Prompt
Pull out each line of the records that contains the word "hardwood" and copy it in full.

Record extracts

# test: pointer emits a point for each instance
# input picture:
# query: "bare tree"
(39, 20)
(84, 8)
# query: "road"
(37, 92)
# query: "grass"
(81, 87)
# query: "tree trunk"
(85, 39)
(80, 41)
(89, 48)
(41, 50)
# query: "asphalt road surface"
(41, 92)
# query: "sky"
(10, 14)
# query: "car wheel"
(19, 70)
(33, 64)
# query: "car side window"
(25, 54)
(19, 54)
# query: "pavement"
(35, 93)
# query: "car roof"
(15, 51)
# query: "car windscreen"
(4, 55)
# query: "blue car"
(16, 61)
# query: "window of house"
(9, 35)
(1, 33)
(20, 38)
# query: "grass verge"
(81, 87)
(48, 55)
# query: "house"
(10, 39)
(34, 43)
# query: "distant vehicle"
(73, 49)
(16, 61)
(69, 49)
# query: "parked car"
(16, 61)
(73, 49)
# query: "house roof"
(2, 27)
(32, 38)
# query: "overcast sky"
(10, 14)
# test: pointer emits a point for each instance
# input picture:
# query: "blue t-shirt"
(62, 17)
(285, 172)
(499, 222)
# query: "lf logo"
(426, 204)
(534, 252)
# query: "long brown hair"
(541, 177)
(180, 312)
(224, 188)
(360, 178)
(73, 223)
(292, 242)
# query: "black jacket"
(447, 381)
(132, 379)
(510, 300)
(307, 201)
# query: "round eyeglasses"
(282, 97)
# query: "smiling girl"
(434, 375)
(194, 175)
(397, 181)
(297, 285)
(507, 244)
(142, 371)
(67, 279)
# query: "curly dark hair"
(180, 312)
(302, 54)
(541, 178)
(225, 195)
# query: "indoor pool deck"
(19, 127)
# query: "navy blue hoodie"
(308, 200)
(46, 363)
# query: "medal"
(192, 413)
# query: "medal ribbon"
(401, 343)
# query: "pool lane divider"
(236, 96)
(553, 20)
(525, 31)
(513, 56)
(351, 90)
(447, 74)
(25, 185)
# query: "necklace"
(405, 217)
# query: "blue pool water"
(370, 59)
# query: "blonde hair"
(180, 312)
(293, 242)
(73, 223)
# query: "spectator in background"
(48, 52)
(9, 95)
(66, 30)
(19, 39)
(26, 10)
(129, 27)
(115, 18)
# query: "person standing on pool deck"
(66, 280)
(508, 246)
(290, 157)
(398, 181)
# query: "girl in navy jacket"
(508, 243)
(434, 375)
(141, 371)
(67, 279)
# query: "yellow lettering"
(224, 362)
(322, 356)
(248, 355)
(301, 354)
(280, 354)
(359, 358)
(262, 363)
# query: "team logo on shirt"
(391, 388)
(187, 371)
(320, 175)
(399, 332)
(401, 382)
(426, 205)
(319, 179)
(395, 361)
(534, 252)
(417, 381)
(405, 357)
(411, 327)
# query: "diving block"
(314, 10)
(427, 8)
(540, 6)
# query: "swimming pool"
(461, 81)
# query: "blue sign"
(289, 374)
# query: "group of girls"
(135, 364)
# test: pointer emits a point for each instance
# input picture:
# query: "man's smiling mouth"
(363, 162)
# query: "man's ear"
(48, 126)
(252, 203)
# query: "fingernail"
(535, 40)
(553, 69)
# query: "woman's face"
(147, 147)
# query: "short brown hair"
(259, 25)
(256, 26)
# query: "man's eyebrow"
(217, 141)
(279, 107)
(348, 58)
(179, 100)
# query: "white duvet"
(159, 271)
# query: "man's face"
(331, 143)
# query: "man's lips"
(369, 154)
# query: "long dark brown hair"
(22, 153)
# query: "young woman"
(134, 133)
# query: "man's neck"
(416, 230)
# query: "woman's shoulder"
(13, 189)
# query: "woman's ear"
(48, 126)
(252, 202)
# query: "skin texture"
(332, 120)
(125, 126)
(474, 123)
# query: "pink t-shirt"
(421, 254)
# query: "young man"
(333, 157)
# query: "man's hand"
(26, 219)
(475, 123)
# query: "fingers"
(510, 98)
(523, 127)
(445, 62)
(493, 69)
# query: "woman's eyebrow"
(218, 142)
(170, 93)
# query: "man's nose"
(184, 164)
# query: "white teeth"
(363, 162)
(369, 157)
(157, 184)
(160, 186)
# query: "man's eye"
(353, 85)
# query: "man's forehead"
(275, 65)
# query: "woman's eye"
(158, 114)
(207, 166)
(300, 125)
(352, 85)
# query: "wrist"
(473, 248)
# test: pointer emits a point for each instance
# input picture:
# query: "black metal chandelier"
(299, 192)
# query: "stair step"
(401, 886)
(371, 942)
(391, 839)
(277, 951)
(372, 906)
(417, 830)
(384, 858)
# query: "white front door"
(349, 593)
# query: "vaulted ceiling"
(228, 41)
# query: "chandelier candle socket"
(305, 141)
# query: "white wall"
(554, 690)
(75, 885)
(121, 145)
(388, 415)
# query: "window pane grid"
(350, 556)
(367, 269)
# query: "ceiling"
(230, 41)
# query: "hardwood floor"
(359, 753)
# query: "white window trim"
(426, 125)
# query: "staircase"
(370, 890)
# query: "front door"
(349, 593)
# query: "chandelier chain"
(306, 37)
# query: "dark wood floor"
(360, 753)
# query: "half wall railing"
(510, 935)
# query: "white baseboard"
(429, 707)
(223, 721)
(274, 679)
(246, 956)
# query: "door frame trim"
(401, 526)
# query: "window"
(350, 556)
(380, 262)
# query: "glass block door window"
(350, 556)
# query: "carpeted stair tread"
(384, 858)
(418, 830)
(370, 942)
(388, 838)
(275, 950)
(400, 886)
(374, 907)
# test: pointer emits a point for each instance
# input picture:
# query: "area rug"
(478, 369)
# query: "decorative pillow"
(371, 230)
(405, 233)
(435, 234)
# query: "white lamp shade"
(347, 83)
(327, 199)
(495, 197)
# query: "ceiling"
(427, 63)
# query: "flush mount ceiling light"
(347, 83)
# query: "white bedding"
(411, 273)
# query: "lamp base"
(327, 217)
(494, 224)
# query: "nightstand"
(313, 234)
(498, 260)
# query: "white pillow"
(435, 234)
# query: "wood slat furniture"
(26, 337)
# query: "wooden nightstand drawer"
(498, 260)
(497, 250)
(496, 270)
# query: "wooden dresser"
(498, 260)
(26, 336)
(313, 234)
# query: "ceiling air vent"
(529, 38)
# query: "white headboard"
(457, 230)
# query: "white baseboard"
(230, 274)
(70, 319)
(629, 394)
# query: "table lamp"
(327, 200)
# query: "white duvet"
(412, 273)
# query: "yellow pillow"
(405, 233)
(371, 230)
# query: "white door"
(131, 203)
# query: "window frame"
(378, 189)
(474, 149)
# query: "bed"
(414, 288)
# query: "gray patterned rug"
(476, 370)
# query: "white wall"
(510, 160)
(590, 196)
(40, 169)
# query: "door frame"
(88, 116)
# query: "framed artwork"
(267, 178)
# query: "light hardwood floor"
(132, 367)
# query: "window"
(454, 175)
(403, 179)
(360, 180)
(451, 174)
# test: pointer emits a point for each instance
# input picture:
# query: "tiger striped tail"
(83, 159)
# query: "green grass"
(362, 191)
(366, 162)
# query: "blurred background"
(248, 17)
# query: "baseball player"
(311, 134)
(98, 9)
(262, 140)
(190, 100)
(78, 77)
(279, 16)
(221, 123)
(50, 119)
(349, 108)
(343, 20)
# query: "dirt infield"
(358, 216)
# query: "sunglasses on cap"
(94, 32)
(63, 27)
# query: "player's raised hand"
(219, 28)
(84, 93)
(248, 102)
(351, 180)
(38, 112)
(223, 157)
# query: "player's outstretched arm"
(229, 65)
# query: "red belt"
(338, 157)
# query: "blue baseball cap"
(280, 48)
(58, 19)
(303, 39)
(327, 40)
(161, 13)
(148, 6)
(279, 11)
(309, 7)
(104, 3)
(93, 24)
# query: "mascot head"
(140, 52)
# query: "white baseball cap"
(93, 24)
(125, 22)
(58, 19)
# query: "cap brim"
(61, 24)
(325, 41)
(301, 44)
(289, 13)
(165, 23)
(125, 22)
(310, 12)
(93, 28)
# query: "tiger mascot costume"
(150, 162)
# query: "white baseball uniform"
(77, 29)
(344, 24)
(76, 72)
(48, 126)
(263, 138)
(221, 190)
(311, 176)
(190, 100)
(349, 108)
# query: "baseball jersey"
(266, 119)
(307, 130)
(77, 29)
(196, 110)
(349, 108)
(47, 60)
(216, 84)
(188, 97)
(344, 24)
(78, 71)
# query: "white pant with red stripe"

The response
# query: "hardwood floor"
# query: "light hardwood floor"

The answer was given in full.